TO BE DONE: Could you output the rows verbatim, from their very first line through the line that contains "552 229 L 593"?

(Region labeling items)

.....

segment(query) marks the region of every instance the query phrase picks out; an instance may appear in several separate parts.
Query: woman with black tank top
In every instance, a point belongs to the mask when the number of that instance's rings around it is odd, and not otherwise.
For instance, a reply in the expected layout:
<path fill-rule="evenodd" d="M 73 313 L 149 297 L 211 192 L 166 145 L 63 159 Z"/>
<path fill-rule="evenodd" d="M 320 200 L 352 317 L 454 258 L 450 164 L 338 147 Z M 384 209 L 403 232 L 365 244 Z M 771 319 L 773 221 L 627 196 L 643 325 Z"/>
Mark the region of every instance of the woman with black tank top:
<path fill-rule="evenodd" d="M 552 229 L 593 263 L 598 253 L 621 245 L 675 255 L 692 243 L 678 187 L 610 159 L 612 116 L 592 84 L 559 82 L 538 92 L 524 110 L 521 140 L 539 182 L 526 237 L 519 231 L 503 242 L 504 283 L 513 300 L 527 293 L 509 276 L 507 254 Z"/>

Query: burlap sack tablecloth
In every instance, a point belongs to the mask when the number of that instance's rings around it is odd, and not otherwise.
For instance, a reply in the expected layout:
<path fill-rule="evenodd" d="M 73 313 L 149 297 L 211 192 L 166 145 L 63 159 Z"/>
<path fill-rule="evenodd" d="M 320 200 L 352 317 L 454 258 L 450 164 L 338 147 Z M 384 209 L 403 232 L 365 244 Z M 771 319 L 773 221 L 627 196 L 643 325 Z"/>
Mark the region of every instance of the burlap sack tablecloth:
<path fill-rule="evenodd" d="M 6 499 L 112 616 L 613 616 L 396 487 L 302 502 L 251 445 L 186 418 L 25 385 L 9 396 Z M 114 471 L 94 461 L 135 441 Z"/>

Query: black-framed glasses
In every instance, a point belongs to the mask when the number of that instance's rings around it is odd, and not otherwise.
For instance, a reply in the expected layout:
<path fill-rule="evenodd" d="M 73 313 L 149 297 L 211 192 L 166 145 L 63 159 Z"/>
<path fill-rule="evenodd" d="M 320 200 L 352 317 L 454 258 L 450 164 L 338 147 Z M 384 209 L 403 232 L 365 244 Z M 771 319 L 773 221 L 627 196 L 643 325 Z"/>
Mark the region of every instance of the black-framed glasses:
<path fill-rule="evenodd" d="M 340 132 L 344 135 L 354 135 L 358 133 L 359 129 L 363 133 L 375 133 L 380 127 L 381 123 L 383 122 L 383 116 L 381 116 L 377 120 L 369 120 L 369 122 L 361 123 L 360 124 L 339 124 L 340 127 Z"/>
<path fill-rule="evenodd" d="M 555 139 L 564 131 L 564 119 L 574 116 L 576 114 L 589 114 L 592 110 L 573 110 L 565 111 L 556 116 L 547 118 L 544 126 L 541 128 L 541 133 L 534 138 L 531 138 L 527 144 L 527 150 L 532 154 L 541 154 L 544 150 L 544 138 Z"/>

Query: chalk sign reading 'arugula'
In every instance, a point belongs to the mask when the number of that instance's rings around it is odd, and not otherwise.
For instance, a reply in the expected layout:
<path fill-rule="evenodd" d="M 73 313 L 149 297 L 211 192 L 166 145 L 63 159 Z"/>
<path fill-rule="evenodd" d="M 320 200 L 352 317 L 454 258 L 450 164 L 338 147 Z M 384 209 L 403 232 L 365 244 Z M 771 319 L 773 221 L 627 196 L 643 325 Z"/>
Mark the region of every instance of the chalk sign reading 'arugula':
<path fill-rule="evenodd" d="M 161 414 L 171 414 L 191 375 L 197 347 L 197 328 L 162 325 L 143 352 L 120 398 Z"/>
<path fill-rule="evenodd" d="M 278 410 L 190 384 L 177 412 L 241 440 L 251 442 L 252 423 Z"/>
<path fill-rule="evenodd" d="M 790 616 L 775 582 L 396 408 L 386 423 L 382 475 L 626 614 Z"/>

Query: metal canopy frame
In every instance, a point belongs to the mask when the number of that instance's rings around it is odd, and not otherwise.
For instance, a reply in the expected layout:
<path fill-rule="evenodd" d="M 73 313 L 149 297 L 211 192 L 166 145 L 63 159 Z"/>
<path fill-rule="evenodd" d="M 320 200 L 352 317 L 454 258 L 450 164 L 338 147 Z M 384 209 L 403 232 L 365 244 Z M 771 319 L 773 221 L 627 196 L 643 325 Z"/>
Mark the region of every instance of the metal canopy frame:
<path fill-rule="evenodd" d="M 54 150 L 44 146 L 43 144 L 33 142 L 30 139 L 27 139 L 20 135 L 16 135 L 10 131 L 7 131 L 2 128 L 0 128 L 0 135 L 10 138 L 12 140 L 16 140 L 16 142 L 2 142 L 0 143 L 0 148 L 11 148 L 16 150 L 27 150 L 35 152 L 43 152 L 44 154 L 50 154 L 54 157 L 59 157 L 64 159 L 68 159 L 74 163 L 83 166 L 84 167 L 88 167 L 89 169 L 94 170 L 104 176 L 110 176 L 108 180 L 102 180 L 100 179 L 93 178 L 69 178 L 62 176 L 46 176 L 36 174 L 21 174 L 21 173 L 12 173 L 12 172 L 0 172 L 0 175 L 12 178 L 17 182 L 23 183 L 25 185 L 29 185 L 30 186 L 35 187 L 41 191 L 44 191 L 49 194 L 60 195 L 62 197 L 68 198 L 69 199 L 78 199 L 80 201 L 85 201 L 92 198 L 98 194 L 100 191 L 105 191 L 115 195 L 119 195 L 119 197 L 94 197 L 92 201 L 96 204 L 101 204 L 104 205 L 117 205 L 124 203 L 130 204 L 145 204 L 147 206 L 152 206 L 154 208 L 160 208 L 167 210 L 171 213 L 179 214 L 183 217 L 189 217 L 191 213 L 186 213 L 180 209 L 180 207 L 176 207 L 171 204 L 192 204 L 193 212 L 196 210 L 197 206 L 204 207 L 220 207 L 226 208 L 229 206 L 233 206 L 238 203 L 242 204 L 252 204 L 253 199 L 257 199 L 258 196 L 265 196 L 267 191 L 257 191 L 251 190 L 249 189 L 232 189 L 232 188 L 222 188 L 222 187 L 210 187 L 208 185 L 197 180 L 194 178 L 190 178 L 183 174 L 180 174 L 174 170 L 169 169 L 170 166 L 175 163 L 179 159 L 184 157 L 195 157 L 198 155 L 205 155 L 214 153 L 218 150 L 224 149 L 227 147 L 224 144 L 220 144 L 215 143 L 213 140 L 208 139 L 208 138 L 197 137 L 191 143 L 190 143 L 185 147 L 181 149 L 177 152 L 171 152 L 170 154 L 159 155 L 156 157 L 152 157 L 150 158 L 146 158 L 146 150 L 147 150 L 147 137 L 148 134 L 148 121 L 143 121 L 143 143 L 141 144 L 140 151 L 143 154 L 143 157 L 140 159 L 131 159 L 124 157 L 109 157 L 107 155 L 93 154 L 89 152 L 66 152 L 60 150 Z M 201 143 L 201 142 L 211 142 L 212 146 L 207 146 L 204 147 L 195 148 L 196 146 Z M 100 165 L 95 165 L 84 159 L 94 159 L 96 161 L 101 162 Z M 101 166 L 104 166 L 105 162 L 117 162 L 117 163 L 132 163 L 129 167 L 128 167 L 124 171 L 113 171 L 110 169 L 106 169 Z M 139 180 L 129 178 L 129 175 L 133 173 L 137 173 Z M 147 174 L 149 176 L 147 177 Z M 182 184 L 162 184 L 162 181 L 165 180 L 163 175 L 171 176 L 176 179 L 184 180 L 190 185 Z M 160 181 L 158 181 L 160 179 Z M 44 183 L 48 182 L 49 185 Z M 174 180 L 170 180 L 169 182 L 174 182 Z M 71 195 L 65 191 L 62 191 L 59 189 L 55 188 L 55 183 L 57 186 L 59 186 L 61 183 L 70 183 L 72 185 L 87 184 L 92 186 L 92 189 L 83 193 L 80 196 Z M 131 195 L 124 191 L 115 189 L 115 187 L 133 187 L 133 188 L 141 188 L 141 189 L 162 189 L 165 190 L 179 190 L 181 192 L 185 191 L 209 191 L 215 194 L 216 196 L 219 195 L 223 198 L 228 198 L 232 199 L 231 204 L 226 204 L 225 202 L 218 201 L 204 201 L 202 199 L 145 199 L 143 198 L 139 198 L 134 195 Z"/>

.....

RESULT FOR THIS TASK:
segment(query) marks the region of every instance the query phrase picks out; an instance may appear in several separate parts.
Query: woman with black tank top
In every instance, a point belongs to the mask when the number of that instance's rings around it is odd, and not otherwise.
For instance, a reply in the expected layout:
<path fill-rule="evenodd" d="M 73 313 L 149 297 L 211 192 L 166 145 L 63 159 Z"/>
<path fill-rule="evenodd" d="M 320 200 L 352 317 L 454 258 L 450 164 L 338 147 Z M 384 209 L 403 232 L 365 244 Z M 771 319 L 773 221 L 627 196 L 643 325 Z"/>
Mark the region of every instance of the woman with black tank top:
<path fill-rule="evenodd" d="M 552 229 L 593 263 L 598 253 L 621 245 L 675 255 L 692 243 L 678 187 L 610 159 L 612 116 L 592 84 L 559 82 L 538 92 L 524 110 L 521 140 L 539 182 L 526 237 L 519 231 L 503 242 L 504 283 L 513 300 L 527 293 L 509 276 L 507 254 Z"/>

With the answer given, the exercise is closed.